***** GIVEN TEXT *****
HL Deb 03 August 1906 vol 162 cc1472-5

Order of the Day read for the consideration of the third Report from the Select Committee.

Moved, "That this Report be now received."—(The Earl of Onslow.)


My Lords, I would appeal to my noble friend to postpone the consideration of this Report until the autumn. The Report has not been circulated, and was agreed to, I understand, only yesterday afternoon. The meeting of the Committee for yesterday was called for half-past three, but notices were sent out in the forenoon changing the hour to three o'clock. I arrived at the Committee at a quarter past three and found the whole of the business concluded. There is involved in this the abandonment of certain rooms belonging to your Lordships' House which are handed over to the other House of Parliament. There are, also other questions involved, concerning the powers to be exercised by the Lord Great Chamberlain and the Gentleman Usher of the Black Rod respectively. I cannot see what harm would be done to the public interest by postponing the consideration of this Report until the autumn. I think it is hardly fair to the House to hurry the matter through before your Lordships have had an opportunity of seeing the Report. I may be told that if my suggestion is adopted several weeks may be lost in necessary works, but that is a trivial matter compared to the other issues involved. I trust my noble friend will accede to my request.


My Lords. I confess that there is a good deal of difficulty in the last days of a session owing to the fact that the printer is overworked, and it is not possible to get Bills and Reports expeditiously printed and circulated. There would be no reason whatever why the consideration of this matter should not be adjourned until the autumn were it not for the fact that it is desired that in the interval between August and October the structural alterations necessary should be carried out so that the accommodation might be available during the Autumn sittings.

There are certain rooms of your Lordships' House on the terrace level which are used by the messengers, and it is proposed that they should be given up and should be turned into a dining-room for the House of Commons, the messengers being lodged in a part of this building over the old librarian's house. The First Commissioner of Works has undertaken that if that is done he will make such structural alterations as will give a good access to some very fine rooms which are in existence above part of the old librarian's house, but which at the present time cannot be used by your Lordships for any purpose whatever. If that is done we may find that we shall be able to add another Committee room for the use of your Lordships. If my noble friend Lord Balfour is not satisfied with the explanation I have given I hope he will allow the matter to be adjourned until the conclusion of business to-day, by which time we shall have the Report in our hands.
***** EXTRACTED INFORMATION *****
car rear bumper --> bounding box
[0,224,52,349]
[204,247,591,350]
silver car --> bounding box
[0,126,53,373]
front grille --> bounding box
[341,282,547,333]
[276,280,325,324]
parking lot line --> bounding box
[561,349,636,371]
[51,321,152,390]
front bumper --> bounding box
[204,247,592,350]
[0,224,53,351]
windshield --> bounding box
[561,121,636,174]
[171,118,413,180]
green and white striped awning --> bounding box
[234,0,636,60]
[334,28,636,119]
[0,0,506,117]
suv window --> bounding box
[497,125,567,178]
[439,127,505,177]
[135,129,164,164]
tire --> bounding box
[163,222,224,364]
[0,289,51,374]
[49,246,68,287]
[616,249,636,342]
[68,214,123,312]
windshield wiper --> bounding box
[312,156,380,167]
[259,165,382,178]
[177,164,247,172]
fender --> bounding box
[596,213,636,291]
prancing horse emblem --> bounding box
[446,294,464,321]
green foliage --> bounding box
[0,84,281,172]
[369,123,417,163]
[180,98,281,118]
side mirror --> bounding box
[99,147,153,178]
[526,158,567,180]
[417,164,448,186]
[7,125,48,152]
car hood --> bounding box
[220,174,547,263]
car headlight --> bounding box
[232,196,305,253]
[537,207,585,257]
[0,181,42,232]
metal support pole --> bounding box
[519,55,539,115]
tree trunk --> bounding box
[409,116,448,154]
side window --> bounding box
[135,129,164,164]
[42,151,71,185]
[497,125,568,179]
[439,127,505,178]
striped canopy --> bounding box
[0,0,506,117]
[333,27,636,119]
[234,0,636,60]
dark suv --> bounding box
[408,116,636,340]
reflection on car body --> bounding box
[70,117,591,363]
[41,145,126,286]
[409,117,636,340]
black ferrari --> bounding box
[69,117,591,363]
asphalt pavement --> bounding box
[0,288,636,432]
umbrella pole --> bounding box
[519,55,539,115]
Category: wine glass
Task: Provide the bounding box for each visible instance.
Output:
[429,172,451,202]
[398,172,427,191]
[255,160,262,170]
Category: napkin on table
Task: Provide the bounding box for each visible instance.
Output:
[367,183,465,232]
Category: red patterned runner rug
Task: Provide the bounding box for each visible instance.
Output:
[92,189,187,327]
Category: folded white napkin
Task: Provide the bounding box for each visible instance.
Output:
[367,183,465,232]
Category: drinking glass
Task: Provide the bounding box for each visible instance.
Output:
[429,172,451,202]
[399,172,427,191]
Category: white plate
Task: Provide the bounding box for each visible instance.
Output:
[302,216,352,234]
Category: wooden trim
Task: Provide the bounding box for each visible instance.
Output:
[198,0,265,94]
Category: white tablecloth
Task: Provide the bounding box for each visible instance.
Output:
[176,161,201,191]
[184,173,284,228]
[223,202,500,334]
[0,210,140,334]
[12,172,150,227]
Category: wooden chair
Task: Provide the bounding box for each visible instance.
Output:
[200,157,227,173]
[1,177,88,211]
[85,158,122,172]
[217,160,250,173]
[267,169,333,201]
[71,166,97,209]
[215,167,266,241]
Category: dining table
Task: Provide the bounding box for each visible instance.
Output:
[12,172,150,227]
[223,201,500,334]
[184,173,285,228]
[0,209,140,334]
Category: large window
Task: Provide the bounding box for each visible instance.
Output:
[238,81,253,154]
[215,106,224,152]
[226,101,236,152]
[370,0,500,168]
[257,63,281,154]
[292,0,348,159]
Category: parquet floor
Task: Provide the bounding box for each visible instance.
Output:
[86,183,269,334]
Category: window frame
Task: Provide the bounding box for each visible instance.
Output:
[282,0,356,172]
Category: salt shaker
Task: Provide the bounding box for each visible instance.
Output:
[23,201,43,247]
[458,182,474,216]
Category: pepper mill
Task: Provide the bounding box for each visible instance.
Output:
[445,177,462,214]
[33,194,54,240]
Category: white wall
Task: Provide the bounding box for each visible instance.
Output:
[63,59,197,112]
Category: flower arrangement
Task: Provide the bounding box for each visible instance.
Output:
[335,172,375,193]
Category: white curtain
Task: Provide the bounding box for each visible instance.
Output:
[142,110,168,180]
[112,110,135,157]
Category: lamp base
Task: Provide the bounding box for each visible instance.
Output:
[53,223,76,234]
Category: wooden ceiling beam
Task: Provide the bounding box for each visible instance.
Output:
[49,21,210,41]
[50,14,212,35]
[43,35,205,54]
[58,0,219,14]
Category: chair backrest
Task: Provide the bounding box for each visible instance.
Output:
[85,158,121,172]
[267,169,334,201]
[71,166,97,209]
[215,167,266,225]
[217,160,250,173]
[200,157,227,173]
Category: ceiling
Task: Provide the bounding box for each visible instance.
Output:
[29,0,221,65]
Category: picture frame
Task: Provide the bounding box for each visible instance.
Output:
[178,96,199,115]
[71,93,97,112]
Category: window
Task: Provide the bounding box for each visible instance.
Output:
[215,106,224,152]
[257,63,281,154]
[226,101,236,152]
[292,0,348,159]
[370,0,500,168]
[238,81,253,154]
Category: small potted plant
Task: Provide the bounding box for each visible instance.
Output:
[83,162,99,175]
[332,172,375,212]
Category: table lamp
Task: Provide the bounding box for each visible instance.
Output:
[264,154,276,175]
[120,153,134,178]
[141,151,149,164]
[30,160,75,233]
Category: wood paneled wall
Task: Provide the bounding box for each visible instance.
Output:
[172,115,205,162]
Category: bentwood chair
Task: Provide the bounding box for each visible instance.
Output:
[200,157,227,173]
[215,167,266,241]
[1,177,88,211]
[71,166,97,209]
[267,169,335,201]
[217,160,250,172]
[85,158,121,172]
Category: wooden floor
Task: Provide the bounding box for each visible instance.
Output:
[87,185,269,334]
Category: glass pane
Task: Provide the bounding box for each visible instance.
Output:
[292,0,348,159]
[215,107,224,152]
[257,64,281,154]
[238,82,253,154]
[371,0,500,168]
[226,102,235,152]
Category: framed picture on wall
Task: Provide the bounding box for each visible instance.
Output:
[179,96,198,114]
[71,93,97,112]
*****
■ AIM
Rewrite the stretch of the debate from "My Lords. I" through "the Autumn sittings.", swapping "printer" for "typesetter". Work only from the debate.

■ SOLUTION TO THE PROBLEM
My Lords. I confess that there is a good deal of difficulty in the last days of a session owing to the fact that the typesetter is overworked, and it is not possible to get Bills and Reports expeditiously printed and circulated. There would be no reason whatever why the consideration of this matter should not be adjourned until the autumn were it not for the fact that it is desired that in the interval between August and October the structural alterations necessary should be carried out so that the accommodation might be available during the Autumn sittings.